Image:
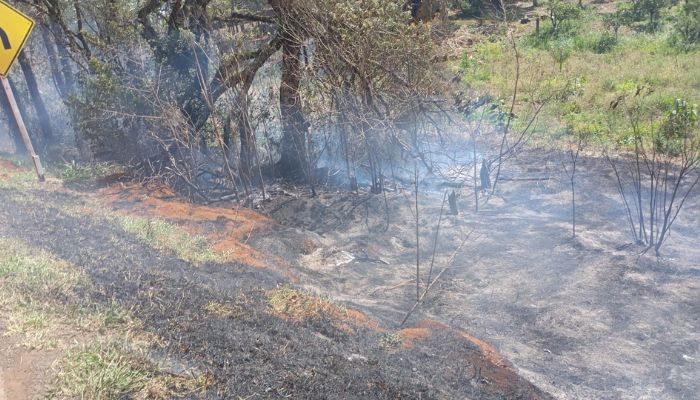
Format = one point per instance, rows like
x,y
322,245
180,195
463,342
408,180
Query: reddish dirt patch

### What this task involves
Your answer must be an exact copy of the records, without the pictures.

### Solved exercise
Image:
Format = one point per instance, rows like
x,y
322,245
180,195
463,342
408,180
Query: reddish dirt patch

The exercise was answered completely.